Et si le jeu nous permettait de mieux comprendre les enjeux de la ville ? (Image par philm1310 de Pixabay )

Dans le cadre du cinquième anniversaire de The Conversation France, nous vous invitons à réfléchir à l’opposition traditionnelle entre villes et campagnes… En attendant d’évoquer plus largement la question des différentes façons de vivre la ville lors de notre rencontre du 8 octobre prochain à Grenoble.


Un petit encouragement ludique pour jeter un papier : ça fait sourire. Pouvoir découvrir une ville en s’amusant en famille : ça fait plaisir. Et si le jeu pouvait nous accompagner encore plus loin pour réinventer la ville ?

Ludisme et civisme

A Lille mais également au Havre des poubelles se sont vues transformées là en marelles, ici en panier de baskets. L’objectif ? Donner envie aux citoyens d’aller jusqu’à elles pour y jeter leurs déchets. Dans ce type d’installation il s’agit de gamifier la ville. Helene Michel, professeure à Grenoble École de Management explique que grâce à ces mécanismes ludiques tout simples, il est possible d’inciter quelqu’un à aller au bout d’une tache, à faire le dernier pas, parfois le plus coûteux. C’est aussi une manière, selon la spécialiste, de partager la responsabilité entre la ville et le citoyen.

Jeu et civisme à Lille.

(Re)découvrir la ville

La fontaine des éléphants de Chambéry est un des symboles de la ville. Aussi, quand l’office du tourisme a souhaité faire (re)découvrir la ville de façon décalée, il a fixé de petits éléphants au sol un peu partout dans la ville. Ces médaillons de métal proposent aux promeneurs, touristes, étudiants ou habitants de les suivre dans un parcours au travers des ruelles les plus secrètes de la ville. Les éléphants permettent au promeneur de changer de regard sur la ville. Ce n’est plus lui qui décide de son parcours, il se laisse guider. Le passant accepte de rentrer dans le jeu, de ne plus suivre ses habitudes ou le livret touristique classique mais de suivre cette règle toute simple : suivez les éléphants comme Alice suivant le lapin blanc.

Suivez les éléphants de Chambéry !

Pour aller encore plus loin, certaines villes organisent des chasses au trésor. Cette fois-ci il s’agit de mêler dans le jeu des éléments de fiction (des personnages, des énigmes) et des éléments historiques réels.

Le fait de mêler fiction et connaissance est un véritable moteur à l’immersion et à l’apprentissage. Hamdi-Kidar et Maubisson (2012) soulignent en effet que le « cadre narratif » est un des huit facteurs favorisant l’immersion et de l’implication des joueurs. L’histoire et les interactions possibles avec elle renforcent l’impression du joueur de prendre part à l’expérience et il de s’y immerger. La mise en contexte permet également une meilleure compréhension des éléments (connaissances) qui y sont mis en jeu. Ainsi le jeu et la fiction sont utilisés dans des cours de sciences dites dures telle que la physique ou la physique expérimentale. Des enseignants tels que Mélanie Fenaert ou Julien Bobroff l’incluent dans leur cours. Le fait de contextualiser des éléments permet aux élèves ou étudiants de mieux s’approprier ces éléments en en comprenant les tenants et les aboutissements.

:::

### Tâche donnée
Citez le passage de l'article sur le jeu en ville qui va de « Et si le jeu nous » jusqu'à « réinventer la ville ? ». La liste qui vient ensuite provient d'une autre source.

Enregistrements d'étiquetage de lieux
:::

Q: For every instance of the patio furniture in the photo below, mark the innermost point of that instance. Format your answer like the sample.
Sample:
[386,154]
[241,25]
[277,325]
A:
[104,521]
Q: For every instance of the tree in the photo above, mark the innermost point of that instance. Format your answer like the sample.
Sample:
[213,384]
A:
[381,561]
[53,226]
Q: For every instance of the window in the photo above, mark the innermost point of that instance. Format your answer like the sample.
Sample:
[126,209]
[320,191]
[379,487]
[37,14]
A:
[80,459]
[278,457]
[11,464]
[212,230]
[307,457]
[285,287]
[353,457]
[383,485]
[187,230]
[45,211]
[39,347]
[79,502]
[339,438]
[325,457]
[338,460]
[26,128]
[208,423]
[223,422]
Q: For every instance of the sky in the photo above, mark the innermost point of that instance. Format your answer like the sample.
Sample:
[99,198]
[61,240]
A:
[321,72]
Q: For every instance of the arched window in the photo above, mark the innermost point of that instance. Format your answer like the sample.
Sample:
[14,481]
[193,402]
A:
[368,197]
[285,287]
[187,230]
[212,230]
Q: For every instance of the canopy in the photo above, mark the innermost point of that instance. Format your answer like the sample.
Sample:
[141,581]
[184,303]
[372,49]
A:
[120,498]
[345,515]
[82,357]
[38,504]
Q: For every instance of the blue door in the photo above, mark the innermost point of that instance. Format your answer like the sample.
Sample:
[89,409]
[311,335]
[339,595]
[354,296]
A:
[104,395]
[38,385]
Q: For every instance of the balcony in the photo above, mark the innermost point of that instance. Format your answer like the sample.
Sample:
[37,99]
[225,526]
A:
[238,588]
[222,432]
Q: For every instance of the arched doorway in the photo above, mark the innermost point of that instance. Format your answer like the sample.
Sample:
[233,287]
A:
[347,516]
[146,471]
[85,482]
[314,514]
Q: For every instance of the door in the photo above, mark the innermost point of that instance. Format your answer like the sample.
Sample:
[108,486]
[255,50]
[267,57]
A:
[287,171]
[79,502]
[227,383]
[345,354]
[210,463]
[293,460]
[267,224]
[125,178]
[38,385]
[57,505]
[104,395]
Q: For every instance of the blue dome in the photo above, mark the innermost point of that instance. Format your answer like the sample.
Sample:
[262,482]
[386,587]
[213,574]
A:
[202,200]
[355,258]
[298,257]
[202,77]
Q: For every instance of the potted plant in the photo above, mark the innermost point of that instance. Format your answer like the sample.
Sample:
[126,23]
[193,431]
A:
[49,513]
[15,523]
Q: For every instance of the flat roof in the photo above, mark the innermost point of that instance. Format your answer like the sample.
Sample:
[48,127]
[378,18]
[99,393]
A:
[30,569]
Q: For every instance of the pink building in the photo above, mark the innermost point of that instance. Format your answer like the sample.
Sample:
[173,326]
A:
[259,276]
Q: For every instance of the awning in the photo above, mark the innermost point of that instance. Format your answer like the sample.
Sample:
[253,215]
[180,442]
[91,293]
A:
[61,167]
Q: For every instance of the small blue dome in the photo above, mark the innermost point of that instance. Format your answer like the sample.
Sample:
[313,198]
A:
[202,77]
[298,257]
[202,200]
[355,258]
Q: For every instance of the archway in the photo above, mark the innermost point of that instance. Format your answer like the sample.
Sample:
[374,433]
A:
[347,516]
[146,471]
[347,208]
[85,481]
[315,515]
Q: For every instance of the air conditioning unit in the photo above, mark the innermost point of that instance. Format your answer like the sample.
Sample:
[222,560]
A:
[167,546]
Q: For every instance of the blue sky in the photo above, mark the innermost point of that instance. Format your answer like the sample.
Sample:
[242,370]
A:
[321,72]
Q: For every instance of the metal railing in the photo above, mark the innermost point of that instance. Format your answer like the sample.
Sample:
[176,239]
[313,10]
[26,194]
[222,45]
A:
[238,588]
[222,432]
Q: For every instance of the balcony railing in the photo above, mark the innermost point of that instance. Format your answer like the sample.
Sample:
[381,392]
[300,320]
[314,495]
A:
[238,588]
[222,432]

:::

### Réponse
Et si le jeu nous permettait de mieux comprendre les enjeux de la ville ? (Image par philm1310 de Pixabay )

Dans le cadre du cinquième anniversaire de The Conversation France, nous vous invitons à réfléchir à l’opposition traditionnelle entre villes et campagnes… En attendant d’évoquer plus largement la question des différentes façons de vivre la ville lors de notre rencontre du 8 octobre prochain à Grenoble.


Un petit encouragement ludique pour jeter un papier : ça fait sourire. Pouvoir découvrir une ville en s’amusant en famille : ça fait plaisir. Et si le jeu pouvait nous accompagner encore plus loin pour réinventer la ville ?